A Weird macOS Sierra Installation Problem

January 5th, 2017

I’m not traveling as much as I used to, so I don’t use my vintage 2010 17-inch MacBook Pro all that much. I do take it out to recharge the battery and run OS updates from time to time when I’m not otherwise using it. My son, on his annual trek home from Madrid, now says I should just sell it. It has been updated with a 500GB SSD and an extra 4GB of RAM, and it runs about as well as a recent MacBook Air. At least that’s what Grayson says. So it should command a decent sum on eBay.

However, when I am on the road, I need to be able to essentially duplicate my home office environment, which means being able to record and edit two radio shows. I have the USB mic to carry along. I’m all set. But without a Mac notebook — or something from Windows that can do the same sort of work — I would be in trouble. The iPad is no substitute, since there is no apps that can replace some of the ones I need, such as Rogue Amoeba’s Audio Hijack to capture sound from Skype and other apps.

So the MacBook Pro stays until I’m ready to replace it. True, it could use a new battery, but most of the time, there’s an AC socket nearby.

■ **Problem 1**:
According to the macOS Sierra article, what size of SSD was installed in the 2010 MacBook Pro?
■ **Problem 2**:
Resume the macOS Sierra article, picking up right after its last sentence.
The listing that follows is separate material and has no connection to the macOS Sierra article.

■ **Study material**:
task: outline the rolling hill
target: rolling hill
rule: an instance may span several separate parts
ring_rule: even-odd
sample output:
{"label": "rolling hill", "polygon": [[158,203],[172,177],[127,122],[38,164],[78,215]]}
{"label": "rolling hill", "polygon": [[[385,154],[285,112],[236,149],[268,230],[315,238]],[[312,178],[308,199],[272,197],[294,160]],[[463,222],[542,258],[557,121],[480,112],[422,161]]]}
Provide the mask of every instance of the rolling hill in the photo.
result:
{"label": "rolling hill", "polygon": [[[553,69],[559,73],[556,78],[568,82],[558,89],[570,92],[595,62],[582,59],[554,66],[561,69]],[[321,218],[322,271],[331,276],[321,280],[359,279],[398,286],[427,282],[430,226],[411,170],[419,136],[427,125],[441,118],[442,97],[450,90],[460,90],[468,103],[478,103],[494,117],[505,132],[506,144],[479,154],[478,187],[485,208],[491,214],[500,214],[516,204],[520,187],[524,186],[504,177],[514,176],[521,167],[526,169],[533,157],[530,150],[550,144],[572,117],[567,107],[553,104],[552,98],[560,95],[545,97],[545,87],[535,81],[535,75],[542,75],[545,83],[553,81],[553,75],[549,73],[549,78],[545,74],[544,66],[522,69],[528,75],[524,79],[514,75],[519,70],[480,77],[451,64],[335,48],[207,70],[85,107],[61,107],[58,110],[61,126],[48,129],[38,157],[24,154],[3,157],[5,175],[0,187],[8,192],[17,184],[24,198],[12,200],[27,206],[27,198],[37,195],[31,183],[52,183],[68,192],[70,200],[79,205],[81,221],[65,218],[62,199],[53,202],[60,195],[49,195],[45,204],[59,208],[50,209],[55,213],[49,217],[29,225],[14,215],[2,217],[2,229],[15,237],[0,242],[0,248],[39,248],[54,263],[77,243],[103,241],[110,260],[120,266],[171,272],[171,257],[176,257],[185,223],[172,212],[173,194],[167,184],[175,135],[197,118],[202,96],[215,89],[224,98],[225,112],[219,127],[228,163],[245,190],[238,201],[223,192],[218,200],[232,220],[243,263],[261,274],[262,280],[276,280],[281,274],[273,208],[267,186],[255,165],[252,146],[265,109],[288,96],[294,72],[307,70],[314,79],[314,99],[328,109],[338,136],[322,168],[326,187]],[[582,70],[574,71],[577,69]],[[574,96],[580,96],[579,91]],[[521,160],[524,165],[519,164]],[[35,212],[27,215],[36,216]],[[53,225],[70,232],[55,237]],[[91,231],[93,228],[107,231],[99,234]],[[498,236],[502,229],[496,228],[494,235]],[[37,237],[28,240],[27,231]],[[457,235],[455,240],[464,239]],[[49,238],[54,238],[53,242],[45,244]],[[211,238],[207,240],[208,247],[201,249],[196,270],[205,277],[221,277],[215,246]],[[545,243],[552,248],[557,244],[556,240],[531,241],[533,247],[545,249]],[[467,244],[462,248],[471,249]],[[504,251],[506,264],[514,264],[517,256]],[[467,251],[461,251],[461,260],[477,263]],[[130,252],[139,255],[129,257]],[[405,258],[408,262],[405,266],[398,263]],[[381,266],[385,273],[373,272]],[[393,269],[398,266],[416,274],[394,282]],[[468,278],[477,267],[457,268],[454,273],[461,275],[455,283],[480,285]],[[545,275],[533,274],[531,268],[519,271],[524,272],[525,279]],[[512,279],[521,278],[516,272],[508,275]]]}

■ **Exercise output 1**:
A 500GB SSD.

■ **Exercise output 2**:
During his visit, Grayson spent a lot of time on it, so I decided spend a little more time making sure everything was current. and that started with the OS. Since I hadn’t installed any updates on it in months, I noticed a 10.11.6 update or El Capitan in the App Store, plus a very big plug for macOS Sierra. Apple even put a convenient button in there to download and install the upgrade.

Now the 2010 MacBook Pro is one of the oldest models that still supports Sierra. I suspect 10.13 won’t support this computer, and that may be the time it needs to go. Still, I expected — or at least hoped for — decent performance from that upgrade, so I dutifully started the download and went about my business.

A while later, I returned to see the Sierra installer ready to roll. But I never made it past the prompts to accept the terms and conditions before I hit a roadblock.

Whenever I tried to select the MacBook Pro’s internal drive for the install, I found that it wouldn’t work. The drive icon was grayed out, and a tiny tip-stye message appeared about needing to upgrade to macOS Server 5.2 first. Only thing, I have never installed any server software on that notebook — ever. So why the message?

I went through a couple of diagnostics, consisting of restarting, resetting NVRAM and the SMC, not that I expected anything would happen. I even tried restarting in Safe Mode, with the Shift key held down, and it didn’t make a difference.

Sure, I could have backed up and restored the computer in the hopes that would cure the problem, but I decided to try something that would be less time-consuming, and that was to use the macOS Recovery feature, which involves restarting with a Command-R.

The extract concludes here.